Written exercise - Reproduce the listing below verbatim, keeping every line and every character unchanged.

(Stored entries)
________________________________________

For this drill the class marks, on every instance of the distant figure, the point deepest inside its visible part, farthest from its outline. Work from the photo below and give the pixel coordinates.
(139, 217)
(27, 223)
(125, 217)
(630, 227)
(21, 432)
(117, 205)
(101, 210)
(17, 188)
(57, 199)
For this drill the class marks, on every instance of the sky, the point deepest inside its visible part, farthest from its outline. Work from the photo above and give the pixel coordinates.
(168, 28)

________________________________________

Result for this exercise -
For this drill the class marks, on every instance of the distant figure, the point deepest inside its visible part, farthest from its outline. Work from the photo below and give the pixel coordinates.
(139, 217)
(27, 223)
(125, 217)
(630, 227)
(21, 432)
(117, 205)
(101, 210)
(17, 188)
(57, 199)
For this drill the class marks, on every instance of the sky, the point deepest inside its visible part, farthest from its outline. Work from the photo above and give the pixel coordinates.
(168, 28)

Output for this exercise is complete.